§ **What this task involves**: Can you write out, unchanged, the rows below in the stretch from the line containing "Provide one point per instance of the car roof" through the line containing "[(55, 128)]", and nothing else?

Point annotation rows
[start]
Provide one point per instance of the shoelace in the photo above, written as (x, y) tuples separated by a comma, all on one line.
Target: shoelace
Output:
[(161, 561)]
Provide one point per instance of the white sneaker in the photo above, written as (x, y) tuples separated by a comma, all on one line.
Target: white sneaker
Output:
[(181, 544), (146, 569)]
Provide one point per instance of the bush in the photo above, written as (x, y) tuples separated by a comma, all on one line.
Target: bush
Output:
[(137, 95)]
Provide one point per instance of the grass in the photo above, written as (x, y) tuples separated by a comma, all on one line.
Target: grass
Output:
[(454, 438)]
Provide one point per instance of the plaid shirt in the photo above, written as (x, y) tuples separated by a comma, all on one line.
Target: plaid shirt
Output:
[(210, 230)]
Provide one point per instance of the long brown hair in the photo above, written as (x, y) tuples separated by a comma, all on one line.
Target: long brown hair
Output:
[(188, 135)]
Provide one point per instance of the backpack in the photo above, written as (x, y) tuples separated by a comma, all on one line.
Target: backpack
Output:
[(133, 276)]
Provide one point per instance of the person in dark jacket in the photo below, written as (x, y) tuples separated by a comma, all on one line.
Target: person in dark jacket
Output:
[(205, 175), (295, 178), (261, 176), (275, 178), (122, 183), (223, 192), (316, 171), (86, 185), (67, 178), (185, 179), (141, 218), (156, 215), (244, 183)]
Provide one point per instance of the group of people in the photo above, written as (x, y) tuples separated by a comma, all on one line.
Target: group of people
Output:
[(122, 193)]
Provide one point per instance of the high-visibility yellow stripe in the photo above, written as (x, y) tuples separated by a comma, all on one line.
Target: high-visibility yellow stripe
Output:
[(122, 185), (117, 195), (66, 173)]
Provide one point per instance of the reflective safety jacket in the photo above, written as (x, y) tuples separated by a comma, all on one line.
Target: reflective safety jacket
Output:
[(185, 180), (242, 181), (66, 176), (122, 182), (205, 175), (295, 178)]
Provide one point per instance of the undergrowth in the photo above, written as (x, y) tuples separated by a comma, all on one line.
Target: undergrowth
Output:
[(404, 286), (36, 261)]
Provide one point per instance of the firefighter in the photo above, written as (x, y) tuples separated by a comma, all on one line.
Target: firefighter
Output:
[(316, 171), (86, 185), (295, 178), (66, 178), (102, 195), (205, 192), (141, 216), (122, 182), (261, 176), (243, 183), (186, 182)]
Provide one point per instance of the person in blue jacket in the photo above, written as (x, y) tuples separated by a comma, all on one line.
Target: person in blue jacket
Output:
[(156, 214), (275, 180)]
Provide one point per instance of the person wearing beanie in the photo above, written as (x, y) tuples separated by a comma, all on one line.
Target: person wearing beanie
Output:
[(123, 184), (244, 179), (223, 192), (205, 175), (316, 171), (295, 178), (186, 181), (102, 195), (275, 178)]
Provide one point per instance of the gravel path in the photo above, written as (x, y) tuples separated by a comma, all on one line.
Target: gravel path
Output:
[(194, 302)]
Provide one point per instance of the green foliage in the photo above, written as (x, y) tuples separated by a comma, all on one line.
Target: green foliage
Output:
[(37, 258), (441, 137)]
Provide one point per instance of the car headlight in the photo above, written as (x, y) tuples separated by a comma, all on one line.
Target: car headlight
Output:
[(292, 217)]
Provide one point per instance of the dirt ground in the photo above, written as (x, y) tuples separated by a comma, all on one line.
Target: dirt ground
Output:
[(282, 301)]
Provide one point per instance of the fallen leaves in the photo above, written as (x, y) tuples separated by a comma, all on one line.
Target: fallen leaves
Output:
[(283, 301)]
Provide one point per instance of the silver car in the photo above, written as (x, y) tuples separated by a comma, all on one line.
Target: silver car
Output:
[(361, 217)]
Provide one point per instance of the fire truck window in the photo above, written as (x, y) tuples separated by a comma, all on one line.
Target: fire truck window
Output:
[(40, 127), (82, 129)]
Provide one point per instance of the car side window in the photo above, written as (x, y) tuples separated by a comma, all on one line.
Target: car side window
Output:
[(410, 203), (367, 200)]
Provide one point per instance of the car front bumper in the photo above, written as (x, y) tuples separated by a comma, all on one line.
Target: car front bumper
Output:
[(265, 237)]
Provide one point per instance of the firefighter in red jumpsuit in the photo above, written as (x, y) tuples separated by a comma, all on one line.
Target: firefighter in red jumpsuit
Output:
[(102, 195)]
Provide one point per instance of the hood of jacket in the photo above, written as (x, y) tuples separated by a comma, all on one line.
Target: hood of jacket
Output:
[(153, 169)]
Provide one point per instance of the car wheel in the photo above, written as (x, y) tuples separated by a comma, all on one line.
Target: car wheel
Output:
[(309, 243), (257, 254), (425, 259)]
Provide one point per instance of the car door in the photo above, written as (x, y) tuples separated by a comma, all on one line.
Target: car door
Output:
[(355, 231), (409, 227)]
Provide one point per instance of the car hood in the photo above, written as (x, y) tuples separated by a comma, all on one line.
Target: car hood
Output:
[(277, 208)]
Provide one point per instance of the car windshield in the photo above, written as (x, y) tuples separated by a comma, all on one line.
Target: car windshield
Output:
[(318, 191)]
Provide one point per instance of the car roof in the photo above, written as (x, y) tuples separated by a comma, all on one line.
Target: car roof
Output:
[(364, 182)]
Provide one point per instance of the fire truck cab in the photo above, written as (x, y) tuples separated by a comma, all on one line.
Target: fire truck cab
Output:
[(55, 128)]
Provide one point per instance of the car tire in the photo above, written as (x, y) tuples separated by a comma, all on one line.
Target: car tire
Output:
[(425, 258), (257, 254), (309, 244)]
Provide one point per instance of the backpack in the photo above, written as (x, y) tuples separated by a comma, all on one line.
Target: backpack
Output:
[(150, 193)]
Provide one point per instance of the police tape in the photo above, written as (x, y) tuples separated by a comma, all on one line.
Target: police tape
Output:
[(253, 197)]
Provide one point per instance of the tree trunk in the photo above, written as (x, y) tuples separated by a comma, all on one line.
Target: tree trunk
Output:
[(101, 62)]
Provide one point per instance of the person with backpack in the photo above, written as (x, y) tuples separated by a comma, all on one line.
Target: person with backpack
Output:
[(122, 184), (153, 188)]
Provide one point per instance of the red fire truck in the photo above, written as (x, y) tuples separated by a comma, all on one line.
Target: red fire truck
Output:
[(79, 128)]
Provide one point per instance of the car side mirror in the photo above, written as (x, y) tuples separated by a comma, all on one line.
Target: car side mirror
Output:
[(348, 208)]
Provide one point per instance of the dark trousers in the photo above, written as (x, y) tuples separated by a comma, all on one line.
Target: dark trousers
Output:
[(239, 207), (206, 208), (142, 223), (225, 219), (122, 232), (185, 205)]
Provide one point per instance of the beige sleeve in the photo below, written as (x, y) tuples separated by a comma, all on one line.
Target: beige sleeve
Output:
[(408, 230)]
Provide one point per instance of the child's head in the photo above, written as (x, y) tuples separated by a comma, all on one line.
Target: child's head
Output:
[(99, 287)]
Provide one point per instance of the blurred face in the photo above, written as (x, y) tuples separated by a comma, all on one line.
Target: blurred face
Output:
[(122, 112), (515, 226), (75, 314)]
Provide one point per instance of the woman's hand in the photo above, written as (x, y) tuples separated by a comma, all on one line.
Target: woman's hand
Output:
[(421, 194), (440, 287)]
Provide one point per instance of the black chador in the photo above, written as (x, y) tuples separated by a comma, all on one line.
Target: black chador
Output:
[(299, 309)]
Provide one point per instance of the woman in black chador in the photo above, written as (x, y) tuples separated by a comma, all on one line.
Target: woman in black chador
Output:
[end]
§ **Exercise solution**:
Provide one point per instance of the car roof in the photo above, written as (x, y) tuples separated by a comma, all on one line.
Target: car roof
Output:
[(364, 182)]
Provide one point per instance of the fire truck cab in the photo above, written as (x, y) tuples separated by a comma, all on one line.
Target: fire truck cab
Output:
[(55, 128)]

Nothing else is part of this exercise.